__TASK DESCRIPTION__:
Can you set down every line of the data below verbatim, leaving the pictures out?

__Point annotations on photos__:

[start]

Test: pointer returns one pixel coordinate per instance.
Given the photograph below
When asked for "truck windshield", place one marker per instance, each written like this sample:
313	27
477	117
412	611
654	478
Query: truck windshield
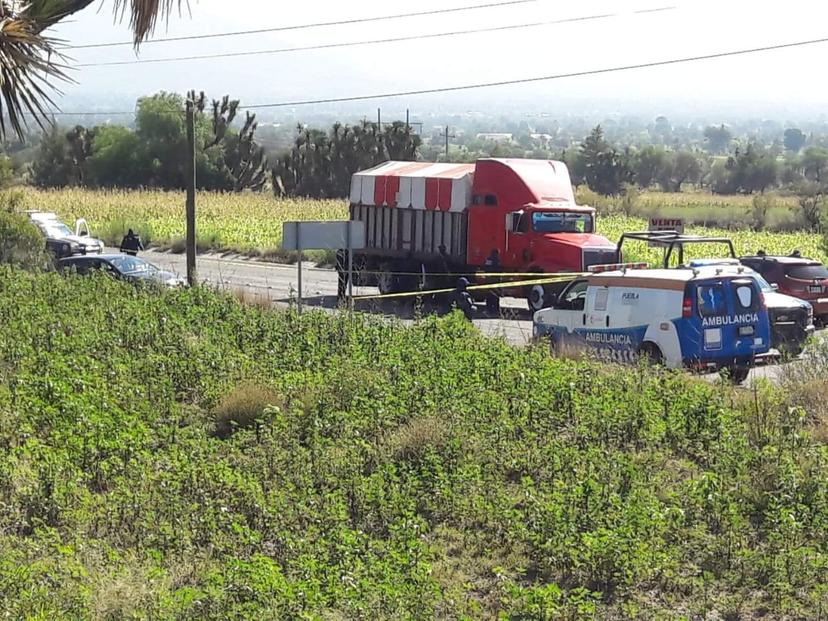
561	222
808	272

[end]

__WRITTEN ANSWER__:
Test: pointer returns one pixel coordinate per instance.
Given the photograph below
When asked for "truck windshield", place one marker per instance, each written like this sample:
313	27
477	117
412	611
654	478
Query: truck windshield
561	222
808	272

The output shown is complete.